_REQUEST 1_: Can you reproduce the passage of the romance novel review from "He and the rest" to "a putty knife." word for word?
_REQUEST 2_: Could you pick up the romance novel review after its final sentence and keep writing it?

_PAGE_:
## START

He and the rest of his fourteen-man MSOT—Marine Special Operations Team—had been traveling with a four-man team of Navy SEALs on their way back from a joint mission in Afghanistan when their convoy was hit by an IED. One moment he’d been talking with Max about the sheer quantity of heroin produced in Kandahar Province and the next…
A pop. A hiss.
A deafening blast.
Blinding light. Searing pain.
Nate’s helmet and combat goggles had protected his scalp, eyes and right ear, but the right side of his upper body, including his face, had been a mess of second- and third-degree burns. The surgeons had done what they could, saving his fingers, replacing charred flesh with skin grafts, giving him a new right nostril that almost looked real. But even after more than twenty surgeries, the right side of his face still looked like someone had painted his skin on with sloppy strokes of a putty knife.
Nate hasn’t been with a woman since he was wounded. He’s noticed Megan at the shelter and thinks she’s beautiful,
But inside he was numb. He rarely left the ranch, and when it came to women—hell, he couldn’t even begin to go there.
Donny and his friends however, pose a genuine threat to Megan and Emily and Megan, given her horrific past experience at the hands of the law, doesn’t trust the police to protect her. Megan, Emily in tow, ends up at Nate’s family’s cattle ranch which is high in the hills above the city. When a severe snowstorm strands her there, she and Nate begin, despite profound hesitation on Megan’s part, a tender romantic relationship.
I liked their love story, although, given that the blizzard only last a few days, things between the two heat up incredibly quickly. Megan goes from someone who can’t stand the idea of sex to burning up the sheets with Nate faster than is credible. Their sex scenes are beautiful—I love the way Megan’s touch heals Nate’s internal scars—and hot as hell; I just didn’t think either of them were capable of making such tectonic shifts in their sexual/emotional psyches so rapidly.
As I said earlier, I felt as though I “knew” Megan from the earlier books. The brevity of this tale limits the exploration of Nate and his post-Marine, PSTD haunted life. I liked Nate, found him heroic and admirable; but his journey to healing had less resonance than Megan’s simply because his character was less developed.

## END

_SOURCE MATERIAL_:
## START

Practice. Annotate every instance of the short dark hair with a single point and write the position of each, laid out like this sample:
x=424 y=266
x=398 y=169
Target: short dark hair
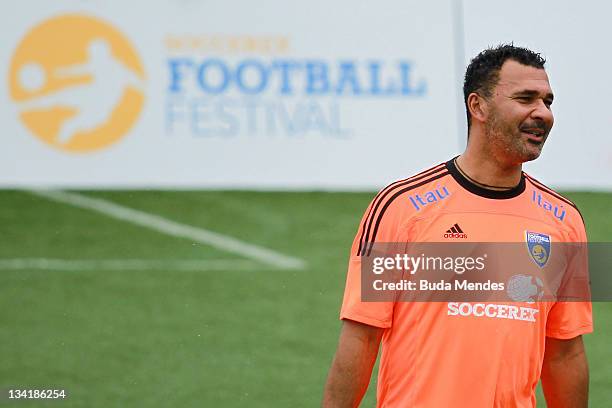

## END

_EXPECTED ANSWER 1_:
He and the rest of his fourteen-man MSOT—Marine Special Operations Team—had been traveling with a four-man team of Navy SEALs on their way back from a joint mission in Afghanistan when their convoy was hit by an IED. One moment he’d been talking with Max about the sheer quantity of heroin produced in Kandahar Province and the next…
A pop. A hiss.
A deafening blast.
Blinding light. Searing pain.
Nate’s helmet and combat goggles had protected his scalp, eyes and right ear, but the right side of his upper body, including his face, had been a mess of second- and third-degree burns. The surgeons had done what they could, saving his fingers, replacing charred flesh with skin grafts, giving him a new right nostril that almost looked real. But even after more than twenty surgeries, the right side of his face still looked like someone had painted his skin on with sloppy strokes of a putty knife.

_EXPECTED ANSWER 2_:
If you haven’t read the earlier books, this novella is not as likely to entertain. Its plot is predicated on things explored in the earlier books and almost all the secondary characters, other than Nate’s wonderful dad, are part of the I-Team gang. For those who have read the other I-Team novels, this novella, thought too short, will still be a treat. (Its dedication reads, “Hey, I-Team fans, this one is for you…) I give the novella a B- with the caveat it’s likely to be best appreciated by those familiar with Ms. Clare’s very good series.
(There is, in the Kindle edition of this novella, a short story included entitled Mark and Julian Make a Beer Run. I couldn’t stand it. It has all the men in the series out on a grocery run—this after they’ve had an uber-macho discussion about how much they love their guns. The grocery run turns into a shoot-em up robbery rescue which pleases the guys to no end. When the men return to the party, they recount to their women folk the tale of their derring-do. Here are the story’s last lines:
Marc had his own perspective. “The way I see it, we made a difference in the lives of that liquor store owner and his daughter today. Who knows what would have happened to them if we hadn’t shown up when we did. We weren’t on duty, but we did our job, and we did it well. Because of that, three criminals are behind bars, and those two are safe tonight. When it works out like it did this afternoon, I do enjoy it. It’s one hell of a feeling to go to bed at night knowing you got someone dangerous off the streets or saved someone’s life.”
Natalie raised her glass, looking from one woman to the next. “To our husbands and all the brave men and women like them.”
Glasses and bottles were raised, Marc meeting each man’s gaze before sipping, the scotch burning a sweet path to his stomach.
Sophie looked up at him, her gaze soft. “That was beautiful.”
He kissed her cheek, the scotch and her scent warming his blood. “Thanks.”
Oh, yeah. He was so getting laid tonight.